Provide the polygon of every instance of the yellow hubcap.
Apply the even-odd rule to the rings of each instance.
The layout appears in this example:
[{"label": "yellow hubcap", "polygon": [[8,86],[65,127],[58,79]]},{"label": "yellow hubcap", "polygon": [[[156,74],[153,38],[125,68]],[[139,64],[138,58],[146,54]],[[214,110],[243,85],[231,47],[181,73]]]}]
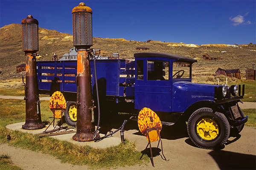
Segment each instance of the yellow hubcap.
[{"label": "yellow hubcap", "polygon": [[76,108],[75,105],[73,105],[70,107],[68,110],[69,117],[73,121],[76,121]]},{"label": "yellow hubcap", "polygon": [[218,125],[210,118],[202,119],[197,125],[197,133],[203,139],[212,140],[219,134]]}]

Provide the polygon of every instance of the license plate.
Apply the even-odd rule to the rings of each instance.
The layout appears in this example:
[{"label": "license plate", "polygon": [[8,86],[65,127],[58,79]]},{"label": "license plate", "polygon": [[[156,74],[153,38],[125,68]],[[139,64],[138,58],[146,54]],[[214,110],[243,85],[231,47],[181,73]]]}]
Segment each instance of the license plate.
[{"label": "license plate", "polygon": [[239,117],[241,117],[241,115],[239,110],[238,110],[238,108],[237,105],[235,105],[234,106],[231,107],[231,110],[232,110],[232,112],[233,113],[233,115],[234,115],[234,117],[235,119],[236,119]]}]

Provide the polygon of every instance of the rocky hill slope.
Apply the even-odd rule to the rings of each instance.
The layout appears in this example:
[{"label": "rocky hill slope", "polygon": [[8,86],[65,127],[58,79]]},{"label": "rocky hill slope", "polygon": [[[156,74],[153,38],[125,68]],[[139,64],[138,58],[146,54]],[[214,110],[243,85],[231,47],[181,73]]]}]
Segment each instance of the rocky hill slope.
[{"label": "rocky hill slope", "polygon": [[[73,47],[72,35],[55,30],[39,28],[39,49],[37,60],[50,60],[54,53],[59,58]],[[20,74],[16,73],[16,67],[25,63],[25,53],[22,51],[21,25],[12,24],[0,28],[0,80],[20,78]],[[119,58],[134,59],[133,54],[140,52],[162,52],[182,55],[196,59],[193,74],[195,77],[214,76],[218,68],[224,69],[239,68],[242,78],[245,76],[246,68],[251,68],[256,64],[256,46],[240,45],[239,48],[225,45],[205,45],[207,49],[195,45],[182,42],[166,42],[148,41],[127,41],[122,38],[93,38],[92,48],[99,49],[102,54],[112,56],[113,53],[119,54]],[[149,48],[148,51],[139,51],[137,47]],[[213,57],[221,57],[221,60],[203,60],[202,56],[208,54]]]}]

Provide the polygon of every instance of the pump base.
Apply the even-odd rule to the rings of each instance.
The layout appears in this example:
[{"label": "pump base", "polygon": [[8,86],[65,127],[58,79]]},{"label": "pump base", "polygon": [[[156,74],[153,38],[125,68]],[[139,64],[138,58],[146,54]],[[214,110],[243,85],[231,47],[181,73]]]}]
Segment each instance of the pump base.
[{"label": "pump base", "polygon": [[93,139],[93,128],[86,129],[77,129],[76,133],[72,139],[74,141],[79,142],[88,142],[94,140]]},{"label": "pump base", "polygon": [[28,130],[42,129],[45,125],[40,119],[26,120],[25,124],[22,125],[22,129]]}]

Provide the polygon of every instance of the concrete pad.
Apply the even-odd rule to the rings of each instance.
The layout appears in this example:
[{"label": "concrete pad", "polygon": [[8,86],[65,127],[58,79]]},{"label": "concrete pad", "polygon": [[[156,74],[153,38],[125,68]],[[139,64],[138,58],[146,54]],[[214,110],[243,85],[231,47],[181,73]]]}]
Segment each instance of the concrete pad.
[{"label": "concrete pad", "polygon": [[[7,129],[11,130],[18,130],[20,132],[27,133],[33,134],[35,135],[38,135],[39,133],[44,132],[48,125],[46,125],[45,128],[41,129],[37,129],[35,130],[28,130],[23,129],[22,128],[22,125],[25,124],[25,122],[15,123],[13,124],[9,125],[6,126]],[[47,130],[53,129],[53,127],[51,125]],[[95,128],[96,129],[96,128]],[[78,142],[72,139],[72,136],[75,134],[76,130],[74,129],[70,129],[70,130],[74,130],[74,133],[68,133],[62,135],[58,135],[56,136],[49,136],[49,137],[55,138],[56,139],[64,140],[69,142],[72,143],[76,144],[81,146],[90,146],[94,148],[105,148],[110,147],[111,146],[116,146],[120,144],[121,142],[121,138],[118,137],[113,137],[110,136],[98,142],[90,141],[90,142]],[[66,130],[62,130],[59,132],[65,131]],[[116,133],[119,133],[119,132]],[[100,134],[100,136],[104,136],[105,135]],[[43,138],[44,137],[42,137]]]}]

^^^^^^^^^^^^^^^^

What is asked: Extract every line of the records above that contains the word "Segment".

Answer for this exercise:
Segment each instance of the yellow hubcap.
Segment each instance of the license plate.
Segment each instance of the rocky hill slope.
Segment each instance of the pump base.
Segment each instance of the concrete pad.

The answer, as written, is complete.